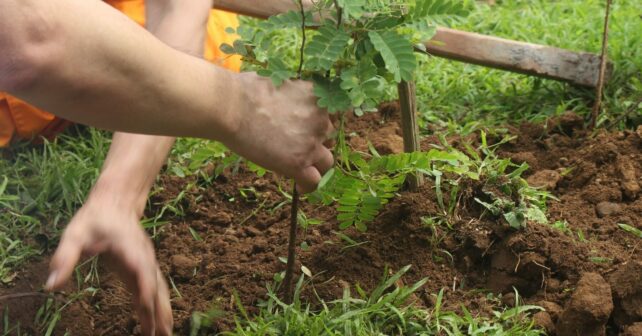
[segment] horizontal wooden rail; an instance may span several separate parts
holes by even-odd
[[[425,45],[431,55],[582,86],[595,87],[600,73],[600,56],[596,54],[455,29],[437,29]]]
[[[217,0],[214,3],[218,9],[258,18],[296,10],[294,1]],[[596,54],[455,29],[439,27],[425,45],[427,52],[434,56],[581,86],[597,86],[600,73],[600,56]],[[607,78],[612,69],[609,64]]]

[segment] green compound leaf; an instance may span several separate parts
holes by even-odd
[[[439,16],[463,16],[470,12],[471,2],[467,0],[416,0],[407,15],[411,20]]]
[[[314,94],[319,98],[317,105],[329,113],[347,111],[352,107],[350,96],[341,88],[340,78],[315,80]]]
[[[337,0],[337,3],[347,17],[359,19],[366,13],[364,9],[366,0]]]
[[[427,41],[437,32],[437,25],[449,26],[470,13],[470,4],[462,0],[416,0],[398,32],[412,36],[414,42]]]
[[[305,53],[310,56],[306,62],[311,70],[328,71],[341,57],[350,43],[350,35],[334,25],[321,27],[318,34],[308,43]]]
[[[305,22],[307,27],[316,25],[312,13],[305,13]],[[286,13],[270,16],[267,20],[261,22],[259,27],[268,32],[283,30],[286,28],[301,28],[301,13],[299,11],[289,11]]]
[[[394,76],[395,81],[411,81],[417,68],[417,59],[410,41],[393,31],[371,31],[368,36],[375,49],[381,53],[386,70]]]
[[[260,76],[269,77],[274,86],[281,86],[283,82],[290,78],[296,77],[296,72],[292,71],[285,62],[279,58],[268,59],[268,67],[256,72]]]
[[[383,95],[385,84],[385,80],[377,74],[377,67],[369,59],[341,73],[341,88],[348,92],[355,107],[374,108]]]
----
EXERCISE PROMPT: Although the records contain pictures, transcribe only their text, exactly as written.

WRITTEN REPLY:
[segment] horizontal wooden rail; an instance may span several separate parts
holes by even-odd
[[[425,45],[431,55],[582,86],[595,87],[600,73],[600,56],[596,54],[455,29],[437,29]]]
[[[217,0],[214,3],[218,9],[258,18],[296,10],[294,1]],[[596,54],[455,29],[439,27],[425,45],[427,52],[434,56],[581,86],[597,86],[600,73],[600,56]],[[607,78],[612,69],[609,64]]]

[segment] green compound leaf; an instance may span several separate parts
holes by even-odd
[[[439,16],[463,16],[470,12],[471,2],[467,0],[416,0],[407,15],[411,20]]]
[[[314,94],[319,98],[317,105],[329,113],[347,111],[352,107],[350,96],[341,88],[340,78],[315,80]]]
[[[337,0],[337,3],[347,17],[359,19],[366,13],[364,9],[366,0]]]
[[[427,41],[437,32],[437,25],[449,26],[470,13],[470,4],[462,0],[416,0],[398,32],[412,36],[414,42]]]
[[[305,53],[310,56],[306,62],[311,70],[328,71],[341,57],[350,43],[350,35],[334,25],[321,27],[318,34],[308,43]]]
[[[305,22],[307,27],[316,25],[312,13],[305,13]],[[286,13],[270,16],[267,20],[261,22],[259,27],[268,32],[283,30],[286,28],[301,28],[301,13],[299,11],[289,11]]]
[[[394,76],[395,81],[411,81],[417,68],[417,59],[410,41],[393,31],[371,31],[368,36],[375,49],[381,53],[386,70]]]
[[[260,76],[269,77],[274,86],[281,86],[283,82],[290,78],[296,77],[296,72],[292,71],[285,62],[279,58],[268,59],[268,67],[256,72]]]
[[[383,95],[385,84],[385,80],[377,74],[377,67],[369,59],[341,73],[341,88],[348,92],[355,107],[374,108]]]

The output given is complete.